- **THE TASK**
Would you please repeat exactly the lines from the one containing "anther is with a bounding box." to the end of the records, both included, and leave out the rest?

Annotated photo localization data
────────

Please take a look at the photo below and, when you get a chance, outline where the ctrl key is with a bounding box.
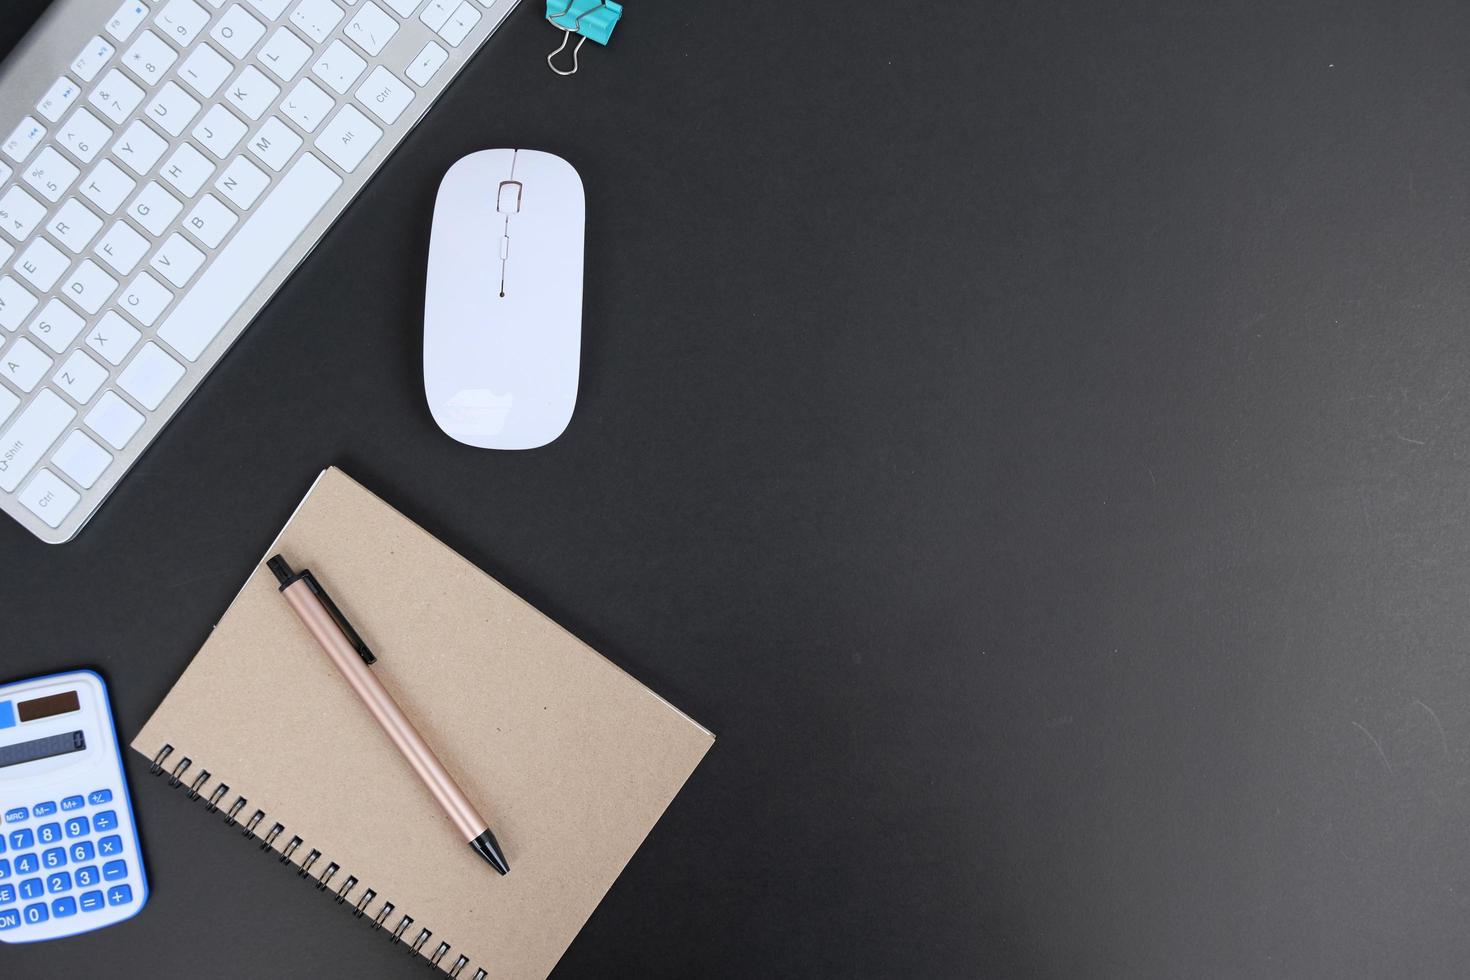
[19,468,80,528]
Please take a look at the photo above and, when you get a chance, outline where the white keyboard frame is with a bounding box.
[0,0,521,543]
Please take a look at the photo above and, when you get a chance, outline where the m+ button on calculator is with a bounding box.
[0,671,148,942]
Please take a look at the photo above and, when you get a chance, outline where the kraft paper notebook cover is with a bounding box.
[131,468,714,979]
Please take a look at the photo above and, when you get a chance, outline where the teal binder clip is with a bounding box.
[546,0,622,76]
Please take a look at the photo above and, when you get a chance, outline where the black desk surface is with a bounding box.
[6,1,1470,977]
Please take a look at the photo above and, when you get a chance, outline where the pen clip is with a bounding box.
[301,571,377,666]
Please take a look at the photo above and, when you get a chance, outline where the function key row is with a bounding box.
[3,790,112,824]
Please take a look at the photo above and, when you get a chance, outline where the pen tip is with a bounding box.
[471,830,510,875]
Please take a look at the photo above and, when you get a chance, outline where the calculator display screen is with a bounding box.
[17,690,81,721]
[0,730,86,769]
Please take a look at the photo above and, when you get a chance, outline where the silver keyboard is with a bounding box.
[0,0,518,543]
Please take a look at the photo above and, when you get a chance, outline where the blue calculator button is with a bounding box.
[0,884,12,904]
[106,884,132,907]
[23,901,48,924]
[42,847,66,869]
[0,701,12,729]
[70,841,95,863]
[46,871,70,894]
[0,907,18,930]
[37,822,61,844]
[74,865,98,888]
[51,895,77,917]
[78,890,104,913]
[87,790,112,806]
[97,835,122,858]
[14,853,38,875]
[65,816,90,838]
[60,796,84,812]
[102,859,128,881]
[4,807,27,824]
[8,829,32,849]
[0,833,5,853]
[0,858,9,879]
[92,810,117,832]
[19,877,42,900]
[32,802,56,817]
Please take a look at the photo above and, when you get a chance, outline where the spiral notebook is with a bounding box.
[131,468,714,979]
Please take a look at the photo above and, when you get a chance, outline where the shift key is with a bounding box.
[0,389,75,492]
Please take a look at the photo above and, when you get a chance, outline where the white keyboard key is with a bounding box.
[15,238,70,291]
[281,78,334,133]
[216,154,269,208]
[212,5,267,60]
[87,311,142,365]
[1,337,56,394]
[146,81,202,137]
[382,0,419,15]
[160,153,341,360]
[405,41,447,87]
[178,43,233,98]
[160,142,214,196]
[72,37,117,84]
[346,2,398,55]
[24,146,82,203]
[184,194,237,247]
[259,27,313,83]
[246,0,291,17]
[0,389,73,491]
[61,260,119,315]
[0,278,38,332]
[356,66,413,125]
[0,186,47,241]
[52,430,112,488]
[54,349,109,404]
[108,1,153,41]
[128,181,183,236]
[37,77,83,124]
[249,116,302,171]
[0,240,11,269]
[97,222,150,275]
[315,104,381,172]
[156,0,211,45]
[82,159,138,214]
[113,119,169,175]
[123,31,177,87]
[150,232,205,286]
[90,70,146,124]
[47,199,105,253]
[19,469,81,527]
[227,66,281,120]
[119,271,173,326]
[85,390,144,450]
[438,2,479,45]
[194,105,249,160]
[419,0,453,31]
[118,342,185,409]
[291,0,346,43]
[0,162,10,186]
[0,386,16,425]
[29,299,87,355]
[313,39,367,95]
[56,108,112,165]
[4,117,46,164]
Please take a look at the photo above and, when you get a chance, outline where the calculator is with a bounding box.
[0,670,148,942]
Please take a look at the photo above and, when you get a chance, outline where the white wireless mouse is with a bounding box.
[424,149,585,449]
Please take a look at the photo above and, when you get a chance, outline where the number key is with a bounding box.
[14,854,38,875]
[70,841,95,863]
[64,816,90,838]
[42,847,66,869]
[0,859,9,880]
[19,877,42,899]
[46,871,70,893]
[36,823,61,845]
[74,865,99,888]
[23,901,48,924]
[9,829,34,850]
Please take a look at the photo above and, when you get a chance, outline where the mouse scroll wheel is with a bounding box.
[497,180,522,214]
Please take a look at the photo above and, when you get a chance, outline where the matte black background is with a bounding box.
[6,0,1470,977]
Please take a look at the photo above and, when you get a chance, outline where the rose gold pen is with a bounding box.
[266,555,510,875]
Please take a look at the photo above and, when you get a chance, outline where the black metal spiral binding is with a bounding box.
[147,744,482,975]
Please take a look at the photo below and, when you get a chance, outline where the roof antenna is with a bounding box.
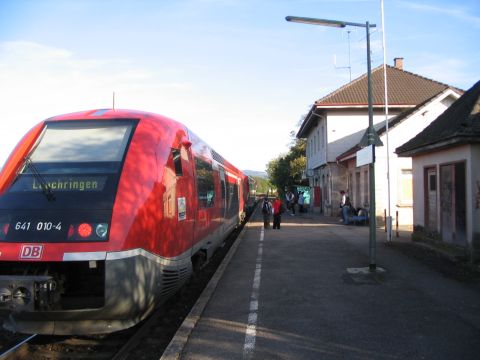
[112,91,115,110]
[334,30,352,82]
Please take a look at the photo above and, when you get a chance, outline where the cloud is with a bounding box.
[0,40,288,171]
[0,41,195,166]
[397,1,480,27]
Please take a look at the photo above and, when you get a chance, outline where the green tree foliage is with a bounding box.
[266,133,307,196]
[252,176,274,195]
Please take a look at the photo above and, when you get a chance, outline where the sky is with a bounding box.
[0,0,479,172]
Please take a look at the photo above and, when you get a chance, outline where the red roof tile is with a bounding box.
[316,65,454,107]
[297,64,461,138]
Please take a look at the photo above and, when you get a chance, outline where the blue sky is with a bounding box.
[1,0,479,171]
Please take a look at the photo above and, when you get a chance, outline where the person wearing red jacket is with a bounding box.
[272,196,284,230]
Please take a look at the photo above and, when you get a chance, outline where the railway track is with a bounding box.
[0,213,250,360]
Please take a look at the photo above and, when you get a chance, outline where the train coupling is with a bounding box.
[0,275,59,312]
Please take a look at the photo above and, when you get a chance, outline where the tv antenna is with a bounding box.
[334,30,352,82]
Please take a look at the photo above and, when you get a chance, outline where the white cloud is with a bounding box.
[0,41,194,165]
[0,40,290,171]
[397,1,480,27]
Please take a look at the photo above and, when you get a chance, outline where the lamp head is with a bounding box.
[285,16,346,28]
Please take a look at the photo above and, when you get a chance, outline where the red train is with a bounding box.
[0,109,249,335]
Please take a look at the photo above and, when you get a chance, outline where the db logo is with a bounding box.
[20,245,44,260]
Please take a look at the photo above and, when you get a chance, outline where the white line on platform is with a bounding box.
[243,226,264,359]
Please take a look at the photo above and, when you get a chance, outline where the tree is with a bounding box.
[252,176,274,195]
[266,133,307,196]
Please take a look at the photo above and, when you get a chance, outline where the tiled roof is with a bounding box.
[316,65,454,107]
[396,80,480,156]
[297,64,461,138]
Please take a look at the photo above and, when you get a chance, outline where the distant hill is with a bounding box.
[243,170,268,179]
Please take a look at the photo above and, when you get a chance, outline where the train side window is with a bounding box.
[195,157,215,208]
[180,147,189,162]
[172,149,183,176]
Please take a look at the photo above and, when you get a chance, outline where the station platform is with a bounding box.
[161,209,480,360]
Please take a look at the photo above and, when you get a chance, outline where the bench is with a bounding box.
[349,208,369,225]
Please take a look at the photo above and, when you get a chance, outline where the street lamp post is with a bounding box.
[286,15,377,270]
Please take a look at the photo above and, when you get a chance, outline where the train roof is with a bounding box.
[47,108,177,122]
[47,109,244,176]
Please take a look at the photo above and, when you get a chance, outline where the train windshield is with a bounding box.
[23,121,133,174]
[4,120,136,208]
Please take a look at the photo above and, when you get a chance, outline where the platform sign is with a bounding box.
[356,145,374,167]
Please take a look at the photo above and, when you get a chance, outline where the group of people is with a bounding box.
[339,190,369,225]
[261,190,307,229]
[261,196,284,229]
[262,189,362,228]
[285,190,305,215]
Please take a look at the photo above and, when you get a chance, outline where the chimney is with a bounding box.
[394,57,404,70]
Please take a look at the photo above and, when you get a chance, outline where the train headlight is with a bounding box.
[95,223,108,239]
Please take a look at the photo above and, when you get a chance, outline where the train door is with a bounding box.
[171,146,195,252]
[192,156,216,244]
[219,167,227,232]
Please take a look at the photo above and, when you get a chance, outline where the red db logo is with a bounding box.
[20,245,44,260]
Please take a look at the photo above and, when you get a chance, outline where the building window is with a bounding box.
[429,173,436,191]
[398,169,413,206]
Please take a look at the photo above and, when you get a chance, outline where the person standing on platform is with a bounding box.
[272,196,284,229]
[286,190,295,215]
[298,191,305,213]
[339,190,352,224]
[261,196,272,229]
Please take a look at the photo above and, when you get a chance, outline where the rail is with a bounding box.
[0,334,37,359]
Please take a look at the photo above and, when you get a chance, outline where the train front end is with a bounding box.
[0,115,160,334]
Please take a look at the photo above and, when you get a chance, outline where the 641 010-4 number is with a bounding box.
[14,221,62,231]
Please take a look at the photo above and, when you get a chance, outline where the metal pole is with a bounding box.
[381,0,392,242]
[284,15,378,270]
[366,21,376,271]
[384,209,387,232]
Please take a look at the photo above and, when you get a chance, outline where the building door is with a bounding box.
[440,162,466,246]
[314,186,321,207]
[355,172,361,208]
[454,162,466,245]
[441,164,454,243]
[425,167,437,231]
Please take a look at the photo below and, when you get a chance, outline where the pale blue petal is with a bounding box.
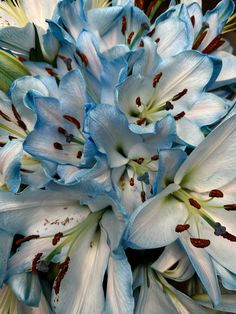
[0,229,13,286]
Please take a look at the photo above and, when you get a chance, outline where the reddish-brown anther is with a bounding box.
[141,191,146,203]
[135,0,144,9]
[54,257,70,295]
[17,120,27,131]
[122,16,127,35]
[189,198,201,209]
[190,238,210,248]
[137,118,146,125]
[172,89,188,101]
[52,232,64,246]
[63,115,81,129]
[191,15,195,27]
[202,34,225,54]
[54,142,63,150]
[209,189,224,198]
[12,104,21,121]
[45,67,58,77]
[175,224,190,233]
[146,0,156,17]
[151,154,159,161]
[174,111,186,121]
[58,127,67,135]
[147,28,156,37]
[32,253,43,273]
[153,72,162,88]
[76,50,89,66]
[139,40,144,47]
[136,157,145,164]
[77,151,83,159]
[129,178,135,186]
[0,110,11,122]
[136,97,142,107]
[192,30,208,50]
[221,231,236,242]
[16,235,40,246]
[127,32,135,45]
[224,204,236,211]
[155,38,160,43]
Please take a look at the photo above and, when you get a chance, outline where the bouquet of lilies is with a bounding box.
[1,0,236,312]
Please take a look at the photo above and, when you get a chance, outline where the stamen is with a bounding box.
[137,118,146,125]
[151,154,159,161]
[129,178,135,186]
[135,0,144,9]
[135,157,145,165]
[17,120,27,131]
[147,28,156,37]
[174,111,185,121]
[209,189,224,198]
[32,253,43,273]
[76,50,89,66]
[141,191,146,203]
[139,40,144,47]
[136,97,142,107]
[191,15,195,27]
[11,104,21,121]
[77,151,83,159]
[190,238,210,248]
[172,89,188,101]
[202,34,225,54]
[52,232,64,246]
[165,101,174,111]
[189,198,201,209]
[224,204,236,211]
[58,127,67,135]
[63,115,81,129]
[221,231,236,242]
[15,234,40,246]
[0,110,11,122]
[155,38,160,43]
[53,142,63,150]
[175,224,190,232]
[54,256,70,295]
[122,16,127,35]
[45,67,58,77]
[192,30,208,50]
[58,55,72,71]
[153,72,162,88]
[127,32,135,45]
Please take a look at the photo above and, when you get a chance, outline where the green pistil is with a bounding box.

────────

- **RESULT FOR THIS TASK**
Please take a look at the photo above and, when you get a chance, outline where the reddish-brown anther is with a bounding box.
[141,191,146,203]
[135,0,144,9]
[54,257,70,295]
[17,120,27,131]
[122,16,127,35]
[189,198,201,209]
[190,238,210,248]
[137,118,146,125]
[172,89,188,101]
[52,232,64,246]
[63,115,81,129]
[191,15,195,27]
[202,34,225,54]
[54,142,63,150]
[209,189,224,198]
[12,104,21,121]
[45,67,58,77]
[175,224,190,233]
[146,0,156,17]
[151,154,159,161]
[174,111,186,121]
[58,127,67,135]
[147,28,156,37]
[32,253,43,273]
[153,72,162,88]
[76,50,89,66]
[139,40,144,47]
[136,157,145,164]
[77,151,83,159]
[129,178,135,186]
[0,110,11,122]
[136,97,142,107]
[192,30,208,50]
[221,231,236,242]
[16,235,40,246]
[127,32,135,45]
[224,204,236,211]
[155,38,160,43]
Please take a look at the photo above and, when you get a chance, outline where the bouquet of lilies is with a bounding box.
[1,0,236,312]
Please take a look at the photo above and, when you get a chance, outline where the stamen is with a bounding box.
[137,118,146,125]
[151,154,159,161]
[129,178,135,186]
[135,0,144,9]
[135,157,145,165]
[17,120,27,131]
[147,28,156,37]
[174,111,185,121]
[209,189,224,198]
[32,253,43,273]
[76,50,89,66]
[141,191,146,203]
[139,40,144,47]
[136,97,142,107]
[191,15,195,27]
[11,104,21,121]
[77,151,83,159]
[190,238,210,248]
[172,89,188,101]
[202,34,225,54]
[52,232,64,246]
[165,101,174,111]
[189,198,201,209]
[224,204,236,211]
[58,127,67,135]
[63,115,81,129]
[221,231,236,242]
[15,234,40,246]
[0,110,11,122]
[155,38,160,43]
[53,142,63,150]
[175,224,190,232]
[54,256,70,295]
[122,16,127,35]
[45,67,58,77]
[192,30,208,50]
[58,55,72,71]
[153,72,162,88]
[127,32,135,45]
Please take a look at the photo above and, when you get a chance, outline where the green pistil is with a bounding box.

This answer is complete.